EXCERPT:
************

0

I'm not looking for the mathematical definition of a monoid, I'm looking for why monoid are important in haskell. (I'm not talking about Monoid class, just I'm talking about monoid structure)

Is it correct to describe the following as one of the characteristics of a monoid? "A monoid can see its elements all in the same shape" For example, the monoid of natural numbers,+, including 0, allows all its members to be viewed in the shape _ + _. I'm assuming that associativity law is used to modularize expressions that can be viewed as such.

Lionhairdino L.
  • 99
  • 6
  • The important thing is not that every element can be decomposed into `_ + _` (which may only be true for the trivial decomposition `e + x == x`, where `e` is the identity), but that `x + y` is also an element of the monoid for all `x` and `y` in the monoid. – chepner Feb 24 '23 at 14:13
  • I thought about why monoid with "identity" rather than subgroup would be treated differently, and what happens when a (Natural, +) monoid contains a zero. – Lionhairdino L. Feb 24 '23 at 14:22
  • I don't follow. The identity element is the defining feature that separates a monoid from a semigroup, and 0 *is* the identity element for the (Natural, +) monoid. – chepner Feb 24 '23 at 14:33
  • Sorry for the misrepresentation. "What happens when a (Natural, +) structure contains a zero." – Lionhairdino L. Feb 24 '23 at 14:39
  • 1
    You might like [this blog post](https://izbicki.me/blog/gausian-distributions-are-monoids.html) which describes how monoidal structure/laws give rise to an algorithm multiple orders of magnitudes faster than the unstructured analog (for cross validation in data modeling) and that supports automatic parallelization. – Daniel Wagner Feb 24 '23 at 21:25
  • 1
    What I think you're describing is true for all abstractions. For example the number structure allows `_ + _` and `_ - _` and `_ * _` and so on. The monoid structure does this, because it's an abstraction too, but it's not `_ + _`, rather it's `_ _ _` as the thing in the middle is specific to each monad, and some extra rules, like `_ _ 0 == _`. – user253751 Feb 25 '23 at 05:38

1 Answers1

2

If you're asking whether an element x of a monoid M can always be written in the form _ + _, then this is trivially true because x ≡ x <> mempty holds always, it's right there in the monoid laws. But that's not very enlightening.

************

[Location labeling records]
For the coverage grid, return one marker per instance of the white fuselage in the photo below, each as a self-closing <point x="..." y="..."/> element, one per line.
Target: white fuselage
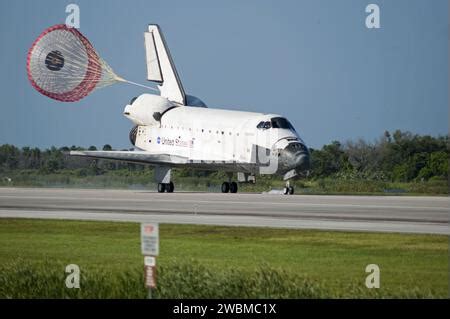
<point x="209" y="134"/>
<point x="212" y="136"/>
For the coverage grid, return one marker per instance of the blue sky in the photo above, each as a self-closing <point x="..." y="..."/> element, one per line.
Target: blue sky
<point x="313" y="61"/>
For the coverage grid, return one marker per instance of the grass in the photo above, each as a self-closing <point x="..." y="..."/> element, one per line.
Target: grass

************

WORK TO COMPLETE:
a: Print the lines of the records from the one containing "of the grass" through the end of the records, with both ends included and nothing changed.
b: Carry on the forum thread about monoids in Haskell, picking up right after its last sentence.
The Haskell monoid thread and the records are unrelated and stand as separate material.

ANSWERS PER TASK:
a:
For the coverage grid, return one marker per instance of the grass in the photo above, each as a self-closing <point x="..." y="..."/> element, one per line.
Target: grass

b:
I suppose what you meant was, every element n ∈ ℕ can be written in the form

     ... + 1 + 1 + 1 + ...

Even that isn't completely true, because what about 0? But of course we do also have 0, it's literally just mempty.

Monoids with such a property are the free monoids. In Haskell, free monoids are usually identified with lists, which may be surprising because I just said the natural numbers are a free monoid. The key is, this sort of thing generally holds up to isomorphism. The natural numbers are isomorphic to the Haskell type [()], e.g. 4 is represented by [(),(),(),()]. For lists of other types the freeness is witnessed by e.g.

   "Hello, World" ≡ "H"<>"e"<>"l"<>"l"<>"o"<>","<>" "<>"W"<>"o"<>"r"<>"l"<>"d"

Specifically, for a free monoid this decomposition is unambiguous.

But are all monoids free? No. For a counterexample, you need to go no further than the integers with addition. Naïvely one might think that this is a free monoid with the generators 1 and -1, but it's not – for example, the number 2 could be written both as 1 + 1 and as 1 + (-1) + 1 + 1, etc..
(The integers are however a free group.)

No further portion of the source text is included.